▶ _Set task_
Which lines in the entries below contain the word "terracotta"? Show each of those lines in full.

[Start of Records to use]

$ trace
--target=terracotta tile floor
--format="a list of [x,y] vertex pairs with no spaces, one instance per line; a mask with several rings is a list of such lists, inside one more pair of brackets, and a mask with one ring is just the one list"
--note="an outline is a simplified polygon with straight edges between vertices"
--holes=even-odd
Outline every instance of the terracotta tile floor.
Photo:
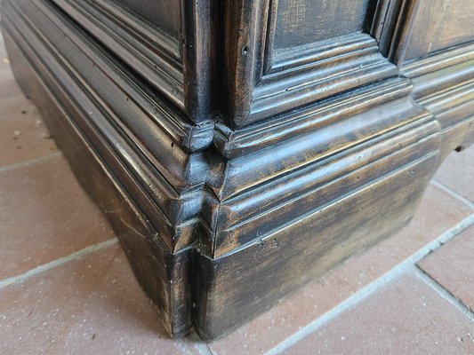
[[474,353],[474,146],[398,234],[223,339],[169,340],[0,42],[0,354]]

[End of Records to use]
[Start of Records to use]

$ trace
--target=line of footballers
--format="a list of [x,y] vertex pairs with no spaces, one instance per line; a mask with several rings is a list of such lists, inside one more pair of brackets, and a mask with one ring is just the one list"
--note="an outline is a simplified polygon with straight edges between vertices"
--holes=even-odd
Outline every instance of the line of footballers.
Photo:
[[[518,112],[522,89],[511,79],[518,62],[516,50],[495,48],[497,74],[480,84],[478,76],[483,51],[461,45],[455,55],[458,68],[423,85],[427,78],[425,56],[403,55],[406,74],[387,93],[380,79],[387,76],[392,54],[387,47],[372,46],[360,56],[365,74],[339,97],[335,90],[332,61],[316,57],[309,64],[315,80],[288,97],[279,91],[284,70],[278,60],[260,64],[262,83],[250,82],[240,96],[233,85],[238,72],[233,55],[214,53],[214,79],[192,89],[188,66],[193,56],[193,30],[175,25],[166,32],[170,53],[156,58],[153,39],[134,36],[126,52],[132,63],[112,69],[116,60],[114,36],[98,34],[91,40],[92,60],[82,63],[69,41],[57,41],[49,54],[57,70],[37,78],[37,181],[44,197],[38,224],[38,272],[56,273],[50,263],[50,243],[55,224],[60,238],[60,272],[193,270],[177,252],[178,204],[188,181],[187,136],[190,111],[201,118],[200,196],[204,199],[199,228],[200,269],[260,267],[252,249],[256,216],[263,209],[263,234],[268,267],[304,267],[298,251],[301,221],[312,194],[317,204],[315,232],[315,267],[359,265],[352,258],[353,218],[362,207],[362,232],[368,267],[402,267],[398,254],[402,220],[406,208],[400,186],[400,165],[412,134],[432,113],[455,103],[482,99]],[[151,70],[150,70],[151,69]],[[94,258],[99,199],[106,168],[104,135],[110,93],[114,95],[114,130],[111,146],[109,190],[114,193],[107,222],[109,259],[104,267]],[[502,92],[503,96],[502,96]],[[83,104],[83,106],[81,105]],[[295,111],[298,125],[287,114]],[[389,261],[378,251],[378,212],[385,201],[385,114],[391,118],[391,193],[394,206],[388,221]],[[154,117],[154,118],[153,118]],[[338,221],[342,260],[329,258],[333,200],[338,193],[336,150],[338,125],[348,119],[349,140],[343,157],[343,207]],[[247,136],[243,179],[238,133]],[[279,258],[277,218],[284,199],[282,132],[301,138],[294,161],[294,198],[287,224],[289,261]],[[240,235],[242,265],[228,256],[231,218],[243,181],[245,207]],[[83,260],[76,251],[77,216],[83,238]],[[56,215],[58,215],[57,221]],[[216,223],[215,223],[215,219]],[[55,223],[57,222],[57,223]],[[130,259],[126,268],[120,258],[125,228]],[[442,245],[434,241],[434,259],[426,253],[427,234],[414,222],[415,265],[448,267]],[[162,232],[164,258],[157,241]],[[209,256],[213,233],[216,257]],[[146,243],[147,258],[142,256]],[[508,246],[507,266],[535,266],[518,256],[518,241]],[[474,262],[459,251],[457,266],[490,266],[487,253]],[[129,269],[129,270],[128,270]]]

[End of Records to use]
[Start of Records to use]

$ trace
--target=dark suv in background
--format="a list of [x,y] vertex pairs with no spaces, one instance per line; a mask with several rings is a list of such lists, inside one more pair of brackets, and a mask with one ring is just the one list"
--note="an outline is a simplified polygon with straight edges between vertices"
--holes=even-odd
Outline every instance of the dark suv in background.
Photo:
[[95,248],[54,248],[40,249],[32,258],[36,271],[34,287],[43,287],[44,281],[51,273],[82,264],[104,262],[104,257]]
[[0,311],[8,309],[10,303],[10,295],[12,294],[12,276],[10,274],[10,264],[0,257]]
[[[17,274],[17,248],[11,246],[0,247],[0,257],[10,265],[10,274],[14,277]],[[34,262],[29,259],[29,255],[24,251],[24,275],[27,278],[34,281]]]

[End of Records to use]

▶ _The answer_
--target=terracotta tile floor
Outline every instance of the terracotta tile floor.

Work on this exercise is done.